YOUR OBJECTIVE: Write out again the items from the line with "For the evaluation, point out each instance of the lamppost" through the end of the items, both ends included, adding 149 to every point coordinate in the answers and leaving the pictures out.

INPUT FOR THIS TASK:
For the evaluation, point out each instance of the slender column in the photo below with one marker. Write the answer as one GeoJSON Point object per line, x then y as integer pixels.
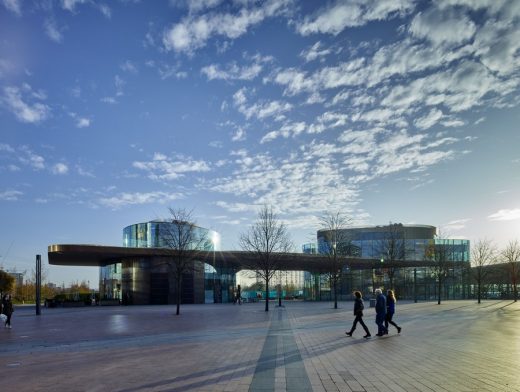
{"type": "Point", "coordinates": [415, 285]}
{"type": "Point", "coordinates": [38, 284]}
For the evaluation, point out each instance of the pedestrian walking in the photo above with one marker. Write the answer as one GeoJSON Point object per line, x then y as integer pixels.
{"type": "Point", "coordinates": [358, 312]}
{"type": "Point", "coordinates": [390, 310]}
{"type": "Point", "coordinates": [238, 296]}
{"type": "Point", "coordinates": [7, 309]}
{"type": "Point", "coordinates": [380, 312]}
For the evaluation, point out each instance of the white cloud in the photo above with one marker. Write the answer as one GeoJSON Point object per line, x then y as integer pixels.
{"type": "Point", "coordinates": [109, 100]}
{"type": "Point", "coordinates": [6, 148]}
{"type": "Point", "coordinates": [314, 52]}
{"type": "Point", "coordinates": [32, 112]}
{"type": "Point", "coordinates": [83, 172]}
{"type": "Point", "coordinates": [125, 199]}
{"type": "Point", "coordinates": [14, 6]}
{"type": "Point", "coordinates": [505, 215]}
{"type": "Point", "coordinates": [105, 10]}
{"type": "Point", "coordinates": [233, 72]}
{"type": "Point", "coordinates": [200, 5]}
{"type": "Point", "coordinates": [52, 31]}
{"type": "Point", "coordinates": [165, 169]}
{"type": "Point", "coordinates": [428, 121]}
{"type": "Point", "coordinates": [27, 157]}
{"type": "Point", "coordinates": [193, 32]}
{"type": "Point", "coordinates": [295, 185]}
{"type": "Point", "coordinates": [261, 110]}
{"type": "Point", "coordinates": [10, 195]}
{"type": "Point", "coordinates": [239, 135]}
{"type": "Point", "coordinates": [83, 122]}
{"type": "Point", "coordinates": [70, 5]}
{"type": "Point", "coordinates": [129, 66]}
{"type": "Point", "coordinates": [334, 18]}
{"type": "Point", "coordinates": [448, 27]}
{"type": "Point", "coordinates": [60, 169]}
{"type": "Point", "coordinates": [120, 84]}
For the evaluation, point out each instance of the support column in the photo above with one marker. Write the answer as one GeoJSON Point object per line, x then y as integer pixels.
{"type": "Point", "coordinates": [38, 284]}
{"type": "Point", "coordinates": [415, 285]}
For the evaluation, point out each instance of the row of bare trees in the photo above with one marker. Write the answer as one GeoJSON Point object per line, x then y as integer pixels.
{"type": "Point", "coordinates": [485, 258]}
{"type": "Point", "coordinates": [268, 240]}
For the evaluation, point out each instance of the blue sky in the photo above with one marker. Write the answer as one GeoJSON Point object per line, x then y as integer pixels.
{"type": "Point", "coordinates": [110, 112]}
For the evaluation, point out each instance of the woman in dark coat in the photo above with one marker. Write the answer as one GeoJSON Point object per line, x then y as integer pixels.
{"type": "Point", "coordinates": [358, 312]}
{"type": "Point", "coordinates": [7, 309]}
{"type": "Point", "coordinates": [390, 310]}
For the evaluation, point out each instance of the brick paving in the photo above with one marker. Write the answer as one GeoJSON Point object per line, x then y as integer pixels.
{"type": "Point", "coordinates": [456, 346]}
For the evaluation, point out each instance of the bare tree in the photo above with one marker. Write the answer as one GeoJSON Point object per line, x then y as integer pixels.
{"type": "Point", "coordinates": [483, 256]}
{"type": "Point", "coordinates": [267, 239]}
{"type": "Point", "coordinates": [440, 252]}
{"type": "Point", "coordinates": [6, 282]}
{"type": "Point", "coordinates": [334, 242]}
{"type": "Point", "coordinates": [511, 255]}
{"type": "Point", "coordinates": [392, 247]}
{"type": "Point", "coordinates": [184, 239]}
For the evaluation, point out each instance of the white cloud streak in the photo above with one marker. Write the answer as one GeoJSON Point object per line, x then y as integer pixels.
{"type": "Point", "coordinates": [193, 32]}
{"type": "Point", "coordinates": [26, 104]}
{"type": "Point", "coordinates": [125, 199]}
{"type": "Point", "coordinates": [164, 168]}
{"type": "Point", "coordinates": [505, 215]}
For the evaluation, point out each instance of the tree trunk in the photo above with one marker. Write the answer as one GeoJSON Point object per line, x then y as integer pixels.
{"type": "Point", "coordinates": [439, 291]}
{"type": "Point", "coordinates": [335, 282]}
{"type": "Point", "coordinates": [179, 279]}
{"type": "Point", "coordinates": [267, 295]}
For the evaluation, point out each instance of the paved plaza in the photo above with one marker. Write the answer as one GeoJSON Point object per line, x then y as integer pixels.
{"type": "Point", "coordinates": [302, 346]}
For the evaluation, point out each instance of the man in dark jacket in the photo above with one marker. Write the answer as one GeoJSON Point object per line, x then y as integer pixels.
{"type": "Point", "coordinates": [380, 313]}
{"type": "Point", "coordinates": [358, 312]}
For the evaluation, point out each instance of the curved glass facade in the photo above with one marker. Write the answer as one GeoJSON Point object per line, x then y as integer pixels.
{"type": "Point", "coordinates": [147, 280]}
{"type": "Point", "coordinates": [381, 242]}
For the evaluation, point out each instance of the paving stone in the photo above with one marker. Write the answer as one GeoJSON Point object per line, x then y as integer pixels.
{"type": "Point", "coordinates": [457, 346]}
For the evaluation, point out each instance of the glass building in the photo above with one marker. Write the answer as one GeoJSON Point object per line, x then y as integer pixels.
{"type": "Point", "coordinates": [147, 281]}
{"type": "Point", "coordinates": [393, 244]}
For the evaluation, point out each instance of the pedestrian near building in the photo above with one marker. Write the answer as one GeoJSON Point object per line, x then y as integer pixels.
{"type": "Point", "coordinates": [390, 310]}
{"type": "Point", "coordinates": [380, 312]}
{"type": "Point", "coordinates": [238, 296]}
{"type": "Point", "coordinates": [358, 312]}
{"type": "Point", "coordinates": [7, 309]}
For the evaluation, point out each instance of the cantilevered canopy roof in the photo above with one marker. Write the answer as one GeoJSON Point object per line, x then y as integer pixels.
{"type": "Point", "coordinates": [98, 255]}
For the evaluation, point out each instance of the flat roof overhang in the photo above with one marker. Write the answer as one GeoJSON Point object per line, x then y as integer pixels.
{"type": "Point", "coordinates": [100, 255]}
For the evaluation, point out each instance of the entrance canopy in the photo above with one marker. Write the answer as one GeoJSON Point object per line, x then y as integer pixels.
{"type": "Point", "coordinates": [99, 255]}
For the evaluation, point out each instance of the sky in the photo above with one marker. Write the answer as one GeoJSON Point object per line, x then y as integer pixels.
{"type": "Point", "coordinates": [388, 111]}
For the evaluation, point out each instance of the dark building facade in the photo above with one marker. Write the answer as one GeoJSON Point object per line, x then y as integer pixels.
{"type": "Point", "coordinates": [146, 280]}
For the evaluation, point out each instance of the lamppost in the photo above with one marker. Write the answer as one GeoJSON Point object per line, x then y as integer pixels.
{"type": "Point", "coordinates": [415, 285]}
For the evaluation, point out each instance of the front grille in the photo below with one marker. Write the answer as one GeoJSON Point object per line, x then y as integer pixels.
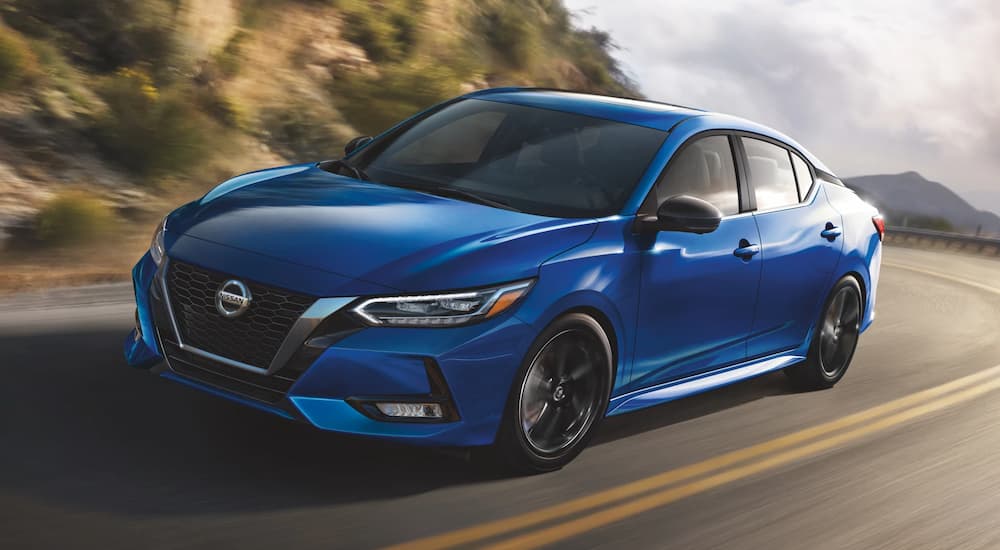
{"type": "Point", "coordinates": [252, 338]}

TASK OUTPUT:
For the evaluation, point out each instance of the lamppost in the photo above with one marker. Write the answer as one GeoJSON Point object per line, x then y as integer pixels.
{"type": "Point", "coordinates": [564, 434]}
For the evaluation, point out each instance of the front grille in the photo below with one marker. Write the answer as one GeoJSON Point object per line, x then y as integer pixels.
{"type": "Point", "coordinates": [401, 487]}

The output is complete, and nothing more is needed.